What you should do: Starting with the line that contains "Query: microphone boom arm" and stopping after the line that contains "[indicate] stage truss", return each line below exactly as written, with no others.

Material for this task:
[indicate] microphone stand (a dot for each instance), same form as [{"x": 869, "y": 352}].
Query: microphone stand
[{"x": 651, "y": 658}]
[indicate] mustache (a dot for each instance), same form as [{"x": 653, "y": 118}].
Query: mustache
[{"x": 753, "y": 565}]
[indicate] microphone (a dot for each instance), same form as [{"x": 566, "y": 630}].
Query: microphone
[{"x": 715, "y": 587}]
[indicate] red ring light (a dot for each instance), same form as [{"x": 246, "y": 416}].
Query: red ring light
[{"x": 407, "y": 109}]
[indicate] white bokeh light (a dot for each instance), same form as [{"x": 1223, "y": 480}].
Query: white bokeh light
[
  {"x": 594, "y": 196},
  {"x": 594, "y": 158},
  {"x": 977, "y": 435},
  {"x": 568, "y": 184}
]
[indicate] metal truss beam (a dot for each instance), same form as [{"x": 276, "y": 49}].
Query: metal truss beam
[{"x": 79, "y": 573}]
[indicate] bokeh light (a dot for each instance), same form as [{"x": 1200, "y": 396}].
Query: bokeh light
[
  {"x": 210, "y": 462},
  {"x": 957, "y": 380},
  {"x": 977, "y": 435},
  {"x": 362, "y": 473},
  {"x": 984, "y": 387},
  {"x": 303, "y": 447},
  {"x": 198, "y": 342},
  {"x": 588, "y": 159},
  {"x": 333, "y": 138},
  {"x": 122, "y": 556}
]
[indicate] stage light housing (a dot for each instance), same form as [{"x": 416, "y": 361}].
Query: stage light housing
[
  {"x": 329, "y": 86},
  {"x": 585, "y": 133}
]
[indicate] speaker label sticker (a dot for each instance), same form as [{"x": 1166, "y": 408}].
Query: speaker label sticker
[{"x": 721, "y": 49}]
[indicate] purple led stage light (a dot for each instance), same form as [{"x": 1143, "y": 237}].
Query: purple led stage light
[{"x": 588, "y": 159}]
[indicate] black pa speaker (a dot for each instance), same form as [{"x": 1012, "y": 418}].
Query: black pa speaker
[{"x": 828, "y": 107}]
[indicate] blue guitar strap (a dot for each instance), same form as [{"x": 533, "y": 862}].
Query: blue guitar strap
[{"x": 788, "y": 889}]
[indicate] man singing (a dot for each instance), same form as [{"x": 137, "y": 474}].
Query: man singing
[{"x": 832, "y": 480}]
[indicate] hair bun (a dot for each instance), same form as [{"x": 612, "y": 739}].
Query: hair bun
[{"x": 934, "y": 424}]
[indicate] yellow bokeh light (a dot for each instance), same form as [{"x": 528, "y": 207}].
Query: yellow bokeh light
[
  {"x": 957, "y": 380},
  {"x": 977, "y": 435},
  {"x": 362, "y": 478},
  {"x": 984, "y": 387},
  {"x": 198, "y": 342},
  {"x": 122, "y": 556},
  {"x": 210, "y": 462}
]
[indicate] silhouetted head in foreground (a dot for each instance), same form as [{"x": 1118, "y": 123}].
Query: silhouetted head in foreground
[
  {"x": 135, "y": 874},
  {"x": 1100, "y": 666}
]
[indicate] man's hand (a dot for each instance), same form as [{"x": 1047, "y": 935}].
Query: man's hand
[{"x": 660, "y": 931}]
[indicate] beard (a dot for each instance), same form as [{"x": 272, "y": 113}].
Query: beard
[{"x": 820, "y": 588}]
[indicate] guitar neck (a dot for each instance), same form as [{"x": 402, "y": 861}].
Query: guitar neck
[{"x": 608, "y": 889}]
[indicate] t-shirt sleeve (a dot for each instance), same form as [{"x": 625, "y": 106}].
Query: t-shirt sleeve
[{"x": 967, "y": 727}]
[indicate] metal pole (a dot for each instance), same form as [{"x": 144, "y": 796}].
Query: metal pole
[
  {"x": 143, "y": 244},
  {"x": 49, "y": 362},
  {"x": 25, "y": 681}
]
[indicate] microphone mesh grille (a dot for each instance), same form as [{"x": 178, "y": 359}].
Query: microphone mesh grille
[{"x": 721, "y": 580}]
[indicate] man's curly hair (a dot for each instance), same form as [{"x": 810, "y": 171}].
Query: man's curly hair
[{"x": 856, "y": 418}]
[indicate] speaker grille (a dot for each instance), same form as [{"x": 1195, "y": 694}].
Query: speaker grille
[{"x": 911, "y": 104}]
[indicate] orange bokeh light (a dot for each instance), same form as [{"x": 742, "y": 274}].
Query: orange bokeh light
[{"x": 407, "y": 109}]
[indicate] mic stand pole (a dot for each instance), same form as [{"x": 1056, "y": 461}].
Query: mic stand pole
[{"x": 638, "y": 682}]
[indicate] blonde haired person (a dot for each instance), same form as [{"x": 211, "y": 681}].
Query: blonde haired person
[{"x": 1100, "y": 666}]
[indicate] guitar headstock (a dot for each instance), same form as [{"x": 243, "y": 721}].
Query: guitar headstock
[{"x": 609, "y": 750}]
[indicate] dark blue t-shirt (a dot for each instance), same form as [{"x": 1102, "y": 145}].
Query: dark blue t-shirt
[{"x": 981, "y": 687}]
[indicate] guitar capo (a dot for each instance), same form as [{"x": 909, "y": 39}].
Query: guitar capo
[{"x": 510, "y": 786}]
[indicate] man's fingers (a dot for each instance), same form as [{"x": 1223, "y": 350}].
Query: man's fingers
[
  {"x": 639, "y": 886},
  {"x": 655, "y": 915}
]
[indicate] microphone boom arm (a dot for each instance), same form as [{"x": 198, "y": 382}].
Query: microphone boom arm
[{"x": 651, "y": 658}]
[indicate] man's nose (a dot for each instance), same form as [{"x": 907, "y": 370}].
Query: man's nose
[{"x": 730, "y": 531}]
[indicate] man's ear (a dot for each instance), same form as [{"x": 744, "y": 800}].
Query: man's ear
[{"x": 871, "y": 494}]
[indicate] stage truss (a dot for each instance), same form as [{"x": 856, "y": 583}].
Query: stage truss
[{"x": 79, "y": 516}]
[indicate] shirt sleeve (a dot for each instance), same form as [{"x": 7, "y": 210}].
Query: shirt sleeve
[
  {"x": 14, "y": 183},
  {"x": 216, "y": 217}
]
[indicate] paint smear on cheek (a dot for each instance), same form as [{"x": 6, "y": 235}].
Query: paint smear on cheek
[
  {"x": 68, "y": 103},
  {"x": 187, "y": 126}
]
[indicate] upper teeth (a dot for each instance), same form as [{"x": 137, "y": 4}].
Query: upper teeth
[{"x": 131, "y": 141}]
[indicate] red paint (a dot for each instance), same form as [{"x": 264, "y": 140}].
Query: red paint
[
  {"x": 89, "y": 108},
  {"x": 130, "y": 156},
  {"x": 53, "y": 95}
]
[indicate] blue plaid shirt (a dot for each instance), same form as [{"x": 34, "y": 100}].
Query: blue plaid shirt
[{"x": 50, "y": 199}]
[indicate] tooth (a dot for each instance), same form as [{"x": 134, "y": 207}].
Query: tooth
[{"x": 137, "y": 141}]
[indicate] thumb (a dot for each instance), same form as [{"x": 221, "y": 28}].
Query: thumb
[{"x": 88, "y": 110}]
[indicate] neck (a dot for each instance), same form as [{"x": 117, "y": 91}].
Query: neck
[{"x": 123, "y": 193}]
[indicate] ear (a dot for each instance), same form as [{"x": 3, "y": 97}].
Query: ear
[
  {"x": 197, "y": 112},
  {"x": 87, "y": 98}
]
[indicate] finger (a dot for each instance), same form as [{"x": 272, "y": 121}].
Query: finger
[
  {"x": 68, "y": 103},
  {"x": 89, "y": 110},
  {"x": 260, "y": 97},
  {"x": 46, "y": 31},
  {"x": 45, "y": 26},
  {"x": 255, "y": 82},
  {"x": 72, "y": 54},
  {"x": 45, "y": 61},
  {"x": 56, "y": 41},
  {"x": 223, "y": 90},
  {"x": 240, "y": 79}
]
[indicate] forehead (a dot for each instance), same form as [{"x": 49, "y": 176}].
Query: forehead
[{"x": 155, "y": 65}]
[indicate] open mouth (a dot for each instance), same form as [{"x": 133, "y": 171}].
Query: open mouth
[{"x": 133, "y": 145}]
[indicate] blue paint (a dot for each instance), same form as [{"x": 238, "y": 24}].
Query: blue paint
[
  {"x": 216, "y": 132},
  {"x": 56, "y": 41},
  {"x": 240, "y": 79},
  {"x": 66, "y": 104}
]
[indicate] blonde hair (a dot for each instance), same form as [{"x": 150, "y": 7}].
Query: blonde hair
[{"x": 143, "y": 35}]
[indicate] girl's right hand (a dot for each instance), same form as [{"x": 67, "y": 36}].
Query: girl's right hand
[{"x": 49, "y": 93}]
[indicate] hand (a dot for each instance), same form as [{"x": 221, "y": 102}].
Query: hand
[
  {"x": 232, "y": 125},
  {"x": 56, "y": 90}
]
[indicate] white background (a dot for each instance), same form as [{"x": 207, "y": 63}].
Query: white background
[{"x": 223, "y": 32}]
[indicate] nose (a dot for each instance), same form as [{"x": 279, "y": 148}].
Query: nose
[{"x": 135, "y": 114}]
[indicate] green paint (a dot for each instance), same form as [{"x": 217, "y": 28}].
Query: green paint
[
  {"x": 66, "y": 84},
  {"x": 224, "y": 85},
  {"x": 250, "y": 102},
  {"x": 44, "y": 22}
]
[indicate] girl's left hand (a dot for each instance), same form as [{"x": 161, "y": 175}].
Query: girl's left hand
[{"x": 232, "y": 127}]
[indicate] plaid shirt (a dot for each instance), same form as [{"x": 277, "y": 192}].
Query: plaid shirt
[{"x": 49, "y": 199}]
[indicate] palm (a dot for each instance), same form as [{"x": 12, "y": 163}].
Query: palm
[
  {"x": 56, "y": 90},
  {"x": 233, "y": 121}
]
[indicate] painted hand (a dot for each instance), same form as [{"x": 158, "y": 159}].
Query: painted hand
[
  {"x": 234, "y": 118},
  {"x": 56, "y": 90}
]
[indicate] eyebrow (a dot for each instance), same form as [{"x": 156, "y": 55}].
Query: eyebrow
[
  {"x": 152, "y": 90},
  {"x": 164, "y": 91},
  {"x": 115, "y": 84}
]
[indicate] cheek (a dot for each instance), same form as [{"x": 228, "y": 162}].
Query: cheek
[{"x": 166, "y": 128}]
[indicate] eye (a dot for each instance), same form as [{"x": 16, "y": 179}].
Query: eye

Exercise response:
Query: microphone boom arm
[{"x": 651, "y": 658}]
[indicate] man's nose (a dot for each instance), same form as [{"x": 907, "y": 370}].
Query: man's nose
[{"x": 730, "y": 531}]
[indicate] man's ear (a dot for each instance), same form as [{"x": 744, "y": 800}].
Query: man's ear
[{"x": 871, "y": 494}]
[indicate] stage truss (a dot for each instance), same form as [{"x": 856, "y": 583}].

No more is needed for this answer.